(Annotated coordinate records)
----------------
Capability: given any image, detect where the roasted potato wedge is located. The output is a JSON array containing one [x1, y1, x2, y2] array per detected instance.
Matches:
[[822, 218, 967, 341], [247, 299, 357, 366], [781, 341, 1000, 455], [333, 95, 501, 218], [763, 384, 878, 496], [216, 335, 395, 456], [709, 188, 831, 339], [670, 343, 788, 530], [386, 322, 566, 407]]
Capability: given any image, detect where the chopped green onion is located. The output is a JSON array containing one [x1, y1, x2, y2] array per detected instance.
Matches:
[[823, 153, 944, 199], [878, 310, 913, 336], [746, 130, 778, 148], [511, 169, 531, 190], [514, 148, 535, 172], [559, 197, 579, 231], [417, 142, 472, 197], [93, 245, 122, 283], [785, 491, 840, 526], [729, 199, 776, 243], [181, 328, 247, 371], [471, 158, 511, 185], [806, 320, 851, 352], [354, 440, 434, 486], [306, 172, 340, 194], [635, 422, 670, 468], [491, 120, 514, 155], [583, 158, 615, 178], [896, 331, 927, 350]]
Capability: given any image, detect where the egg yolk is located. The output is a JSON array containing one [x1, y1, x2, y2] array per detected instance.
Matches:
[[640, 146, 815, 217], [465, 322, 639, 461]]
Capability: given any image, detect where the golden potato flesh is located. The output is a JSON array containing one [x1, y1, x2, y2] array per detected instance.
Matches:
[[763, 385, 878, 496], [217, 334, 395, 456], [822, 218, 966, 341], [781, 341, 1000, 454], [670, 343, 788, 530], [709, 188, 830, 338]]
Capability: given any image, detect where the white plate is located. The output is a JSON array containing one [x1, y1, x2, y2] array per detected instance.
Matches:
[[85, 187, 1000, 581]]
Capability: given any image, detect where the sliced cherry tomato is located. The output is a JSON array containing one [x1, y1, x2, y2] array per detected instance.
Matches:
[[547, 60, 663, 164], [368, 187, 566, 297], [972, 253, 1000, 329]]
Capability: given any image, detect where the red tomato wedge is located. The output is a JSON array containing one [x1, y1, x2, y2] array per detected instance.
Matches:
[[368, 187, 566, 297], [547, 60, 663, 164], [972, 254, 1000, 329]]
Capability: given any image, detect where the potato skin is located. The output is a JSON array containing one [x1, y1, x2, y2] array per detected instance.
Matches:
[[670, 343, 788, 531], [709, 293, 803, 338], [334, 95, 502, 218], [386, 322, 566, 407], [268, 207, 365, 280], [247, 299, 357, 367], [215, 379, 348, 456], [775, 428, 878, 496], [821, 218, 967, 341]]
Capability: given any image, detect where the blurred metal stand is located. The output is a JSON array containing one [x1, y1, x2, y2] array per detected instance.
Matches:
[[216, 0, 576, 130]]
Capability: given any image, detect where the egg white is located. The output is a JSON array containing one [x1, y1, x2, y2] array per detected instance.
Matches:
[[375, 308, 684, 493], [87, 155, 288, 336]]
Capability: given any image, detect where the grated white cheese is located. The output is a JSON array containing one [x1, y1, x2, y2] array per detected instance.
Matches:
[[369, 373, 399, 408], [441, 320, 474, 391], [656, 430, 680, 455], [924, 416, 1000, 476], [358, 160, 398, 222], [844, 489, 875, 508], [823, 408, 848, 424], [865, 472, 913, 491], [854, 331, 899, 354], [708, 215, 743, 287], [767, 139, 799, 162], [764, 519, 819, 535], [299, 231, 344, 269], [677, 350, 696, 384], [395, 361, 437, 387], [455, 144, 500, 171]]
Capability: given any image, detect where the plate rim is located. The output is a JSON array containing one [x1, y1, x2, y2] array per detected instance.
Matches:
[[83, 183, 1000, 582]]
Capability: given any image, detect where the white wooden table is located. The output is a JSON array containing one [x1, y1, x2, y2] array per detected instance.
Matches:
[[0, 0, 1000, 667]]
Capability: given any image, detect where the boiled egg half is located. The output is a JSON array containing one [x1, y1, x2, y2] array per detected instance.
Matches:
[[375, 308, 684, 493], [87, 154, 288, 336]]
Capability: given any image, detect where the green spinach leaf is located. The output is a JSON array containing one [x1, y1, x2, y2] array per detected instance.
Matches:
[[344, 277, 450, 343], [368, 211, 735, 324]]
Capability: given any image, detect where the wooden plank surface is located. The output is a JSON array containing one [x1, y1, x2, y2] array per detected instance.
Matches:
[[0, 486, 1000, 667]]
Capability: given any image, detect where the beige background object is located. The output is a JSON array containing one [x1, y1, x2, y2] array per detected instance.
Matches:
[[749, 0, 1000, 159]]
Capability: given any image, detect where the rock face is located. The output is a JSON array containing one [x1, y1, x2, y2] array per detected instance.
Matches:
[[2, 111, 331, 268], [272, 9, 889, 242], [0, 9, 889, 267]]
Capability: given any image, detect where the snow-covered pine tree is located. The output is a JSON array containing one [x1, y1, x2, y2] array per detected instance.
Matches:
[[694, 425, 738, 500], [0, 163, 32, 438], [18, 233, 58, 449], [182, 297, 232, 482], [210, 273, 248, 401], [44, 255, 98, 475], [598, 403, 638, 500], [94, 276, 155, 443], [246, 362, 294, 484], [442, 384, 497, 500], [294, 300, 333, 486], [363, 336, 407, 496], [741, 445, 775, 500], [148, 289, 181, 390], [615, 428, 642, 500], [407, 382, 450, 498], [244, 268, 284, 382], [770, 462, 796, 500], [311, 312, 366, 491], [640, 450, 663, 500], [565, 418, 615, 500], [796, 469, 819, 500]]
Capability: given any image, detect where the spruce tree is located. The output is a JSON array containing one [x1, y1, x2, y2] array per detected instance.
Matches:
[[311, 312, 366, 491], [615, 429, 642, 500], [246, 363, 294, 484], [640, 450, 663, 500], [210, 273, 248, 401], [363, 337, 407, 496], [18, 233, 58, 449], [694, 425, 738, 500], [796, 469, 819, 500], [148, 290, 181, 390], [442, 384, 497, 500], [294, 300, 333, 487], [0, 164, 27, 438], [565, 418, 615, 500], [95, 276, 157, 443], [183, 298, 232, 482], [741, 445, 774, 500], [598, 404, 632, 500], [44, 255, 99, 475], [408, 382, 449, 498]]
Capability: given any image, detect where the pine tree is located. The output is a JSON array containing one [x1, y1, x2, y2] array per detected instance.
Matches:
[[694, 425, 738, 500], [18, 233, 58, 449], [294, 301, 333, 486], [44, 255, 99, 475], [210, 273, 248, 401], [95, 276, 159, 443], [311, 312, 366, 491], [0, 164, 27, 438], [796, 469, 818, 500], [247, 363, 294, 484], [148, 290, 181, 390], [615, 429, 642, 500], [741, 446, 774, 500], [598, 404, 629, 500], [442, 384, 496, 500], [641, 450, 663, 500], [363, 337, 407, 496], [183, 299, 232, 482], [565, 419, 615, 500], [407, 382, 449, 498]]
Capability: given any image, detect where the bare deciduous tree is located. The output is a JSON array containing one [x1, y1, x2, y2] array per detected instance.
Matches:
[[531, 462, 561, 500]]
----------------
Reproduce the listing from the line with "Capability: given any image, detect where the golden" up to and including the line with "[[85, 187, 1000, 581]]", adding 124 to every coordinate in the answers. Leave the request lines unchanged.

Capability: given any image, detect where the golden potato flesh is located. The output is a JSON array containing one [x1, y1, x2, y2] array per detected instance.
Matches:
[[887, 509, 1002, 620], [341, 458, 519, 580], [946, 342, 1090, 465], [905, 465, 1124, 578], [794, 467, 912, 654], [833, 312, 954, 462]]
Capability: given any image, detect where the white plate is located. The output is a JSON array containing one [x1, y1, x2, y2] array per detected instance.
Matches:
[[209, 311, 1124, 705]]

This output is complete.